** Exercise **
Return every line of the records below that contains the word "would", treating uppercase and lowercase as different.

(Extracted data entries)
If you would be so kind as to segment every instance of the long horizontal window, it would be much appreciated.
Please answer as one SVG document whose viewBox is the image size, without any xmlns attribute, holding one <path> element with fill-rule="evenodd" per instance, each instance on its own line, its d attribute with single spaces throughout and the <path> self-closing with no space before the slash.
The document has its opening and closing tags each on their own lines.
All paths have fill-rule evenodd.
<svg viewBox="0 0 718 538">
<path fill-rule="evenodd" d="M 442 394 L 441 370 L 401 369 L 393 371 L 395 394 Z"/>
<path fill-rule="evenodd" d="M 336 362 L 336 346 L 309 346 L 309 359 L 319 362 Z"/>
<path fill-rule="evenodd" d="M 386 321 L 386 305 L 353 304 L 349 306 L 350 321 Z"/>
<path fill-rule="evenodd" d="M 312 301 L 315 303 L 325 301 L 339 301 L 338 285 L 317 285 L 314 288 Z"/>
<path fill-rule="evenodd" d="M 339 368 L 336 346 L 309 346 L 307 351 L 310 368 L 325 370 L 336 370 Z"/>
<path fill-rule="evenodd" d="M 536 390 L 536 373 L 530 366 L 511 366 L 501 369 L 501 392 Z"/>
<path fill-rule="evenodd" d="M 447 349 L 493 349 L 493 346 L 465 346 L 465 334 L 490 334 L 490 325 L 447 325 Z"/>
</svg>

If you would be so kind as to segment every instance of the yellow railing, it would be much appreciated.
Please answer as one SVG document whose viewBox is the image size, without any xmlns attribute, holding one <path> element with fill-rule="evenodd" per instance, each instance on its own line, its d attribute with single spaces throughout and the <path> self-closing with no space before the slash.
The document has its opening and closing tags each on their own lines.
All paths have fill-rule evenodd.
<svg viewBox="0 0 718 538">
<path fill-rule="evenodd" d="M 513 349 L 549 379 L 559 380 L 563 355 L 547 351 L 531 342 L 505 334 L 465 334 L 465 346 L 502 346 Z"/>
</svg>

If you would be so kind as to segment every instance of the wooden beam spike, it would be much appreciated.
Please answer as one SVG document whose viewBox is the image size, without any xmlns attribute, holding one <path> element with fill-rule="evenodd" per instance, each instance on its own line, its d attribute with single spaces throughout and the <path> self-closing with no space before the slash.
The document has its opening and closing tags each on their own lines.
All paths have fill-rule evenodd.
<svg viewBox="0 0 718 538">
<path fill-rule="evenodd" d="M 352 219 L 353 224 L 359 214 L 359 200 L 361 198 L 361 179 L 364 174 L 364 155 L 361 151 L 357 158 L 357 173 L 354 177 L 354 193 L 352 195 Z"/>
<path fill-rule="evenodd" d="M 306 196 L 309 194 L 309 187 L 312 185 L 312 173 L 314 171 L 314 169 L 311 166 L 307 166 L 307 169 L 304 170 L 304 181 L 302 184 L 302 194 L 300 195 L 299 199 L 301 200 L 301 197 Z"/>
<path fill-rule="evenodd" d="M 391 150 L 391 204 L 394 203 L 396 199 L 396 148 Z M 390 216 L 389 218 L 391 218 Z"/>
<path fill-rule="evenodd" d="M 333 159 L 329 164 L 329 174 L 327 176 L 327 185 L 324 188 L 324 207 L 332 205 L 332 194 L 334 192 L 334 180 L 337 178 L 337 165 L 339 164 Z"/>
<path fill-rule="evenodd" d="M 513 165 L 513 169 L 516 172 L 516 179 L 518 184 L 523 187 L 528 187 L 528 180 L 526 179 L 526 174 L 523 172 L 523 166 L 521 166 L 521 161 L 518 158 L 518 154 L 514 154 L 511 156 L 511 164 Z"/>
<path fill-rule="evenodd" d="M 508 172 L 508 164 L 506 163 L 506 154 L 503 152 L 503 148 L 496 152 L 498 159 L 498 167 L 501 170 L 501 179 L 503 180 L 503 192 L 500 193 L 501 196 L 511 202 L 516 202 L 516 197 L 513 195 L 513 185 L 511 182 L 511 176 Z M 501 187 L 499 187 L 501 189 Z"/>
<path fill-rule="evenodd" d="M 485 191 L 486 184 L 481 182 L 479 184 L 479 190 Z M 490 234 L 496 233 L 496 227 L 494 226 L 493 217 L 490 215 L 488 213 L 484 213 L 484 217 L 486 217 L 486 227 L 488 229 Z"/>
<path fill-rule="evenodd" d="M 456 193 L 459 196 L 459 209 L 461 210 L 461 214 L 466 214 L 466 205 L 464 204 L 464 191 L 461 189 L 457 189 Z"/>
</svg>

** Result below **
If you would be so kind as to segment every instance of the long horizontal window, it would be much appreciated.
If you would be so kind as to segment every instance of the yellow railing, it would be much appreciated.
If you would be so kind as to segment every instance of the wooden beam spike, it would be much appreciated.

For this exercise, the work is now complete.